=== Polecenia ===
**a.** Odpowiedz na podstawie tekstu strony na poniższe pytania.
(i) W jakim mieście rozegrano piątkowe spotkanie z Danią?
(ii) Jakiego dnia i o której godzinie opublikowano tekst?
(iii) Z jaką drużyną reprezentacja przegrała 0:6 w czerwcu 2010 roku?
**b.** Przytocz bez zmian fragment tekstu strony zawarty między słowami „Wrócić na zwycięski” a „wypadkiem przy pracy.”, włącznie z nimi.
**c.** Przetłumacz na język angielski zdanie z tekstu strony: „Mimo wszystko nie musi to oznaczać końca znakomitego okresu w grze drużyny Adama Nawałki.”

=== Tekst strony ===
◆ ◆ ◆ ◆

NA ANTENIE: PIERWSZA PLANETA OD SŁOŃCA
Studio nagrań Ogłoszenia BIP Cennik
SŁUCHAJ RADIA ON-LINE
 

Wrócić na zwycięski szlak. Dziś mecz z Kazachstanem

Publikacja: 04.09.2017 g.14:00  Aktualizacja: 05.09.2017 g.06:31
Poznań
Reprezentacja Polski w piłce nożnej będzie chciała udowodnić, że piątkowa porażka z Danią była jedynie wypadkiem przy pracy.
blaszczykowski lewandowski pol-szwaj - PZPN/Łączy nas piłka
/ Fot. PZPN/Łączy nas piłka

Piątkowe spotkanie w Kopenhadze dla wielu obserwatorów było ogromnym zaskoczeniem. Niepokój wzbudziły nie tyle rozmiary porażki (tak wysoko reprezentacja nie przegrała od czerwca 2010 roku, kiedy uległa Hiszpanii 0:6), co styl gry, a w zasadzie jego brak. Polacy na tle europejskiego średniaka wyglądali niczym grupa przypadkowych osób, która po raz pierwszy spotkała się na boisku. Mimo wszystko nie musi to oznaczać końca znakomitego okresu w grze drużyny Adama Nawałki. Jest to jednak poważne ostrzeżenie, mające miejsce w odpowiednim momencie. Tego alarmu nie można zlekceważyć.

◆ ◆ ◆ ◆

=== Blok danych ===
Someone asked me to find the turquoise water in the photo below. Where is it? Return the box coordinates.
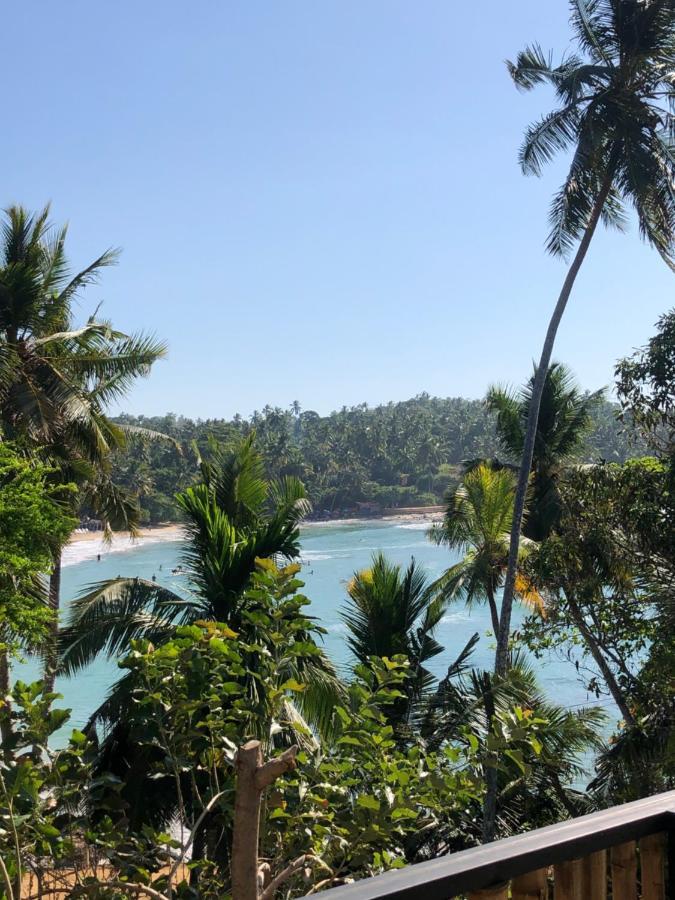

◆ ◆ ◆ ◆

=== Pełne rozwiązania ===
**a.**
(i) W Kopenhadze.
(ii) 04.09.2017 o godzinie 14:00.
(iii) Z Hiszpanią.

**b.**
Wrócić na zwycięski szlak. Dziś mecz z Kazachstanem

Publikacja: 04.09.2017 g.14:00  Aktualizacja: 05.09.2017 g.06:31
Poznań
Reprezentacja Polski w piłce nożnej będzie chciała udowodnić, że piątkowa porażka z Danią była jedynie wypadkiem przy pracy.

**c.** Nevertheless, this does not have to mean the end of an excellent period in the play of Adam Nawałka's team.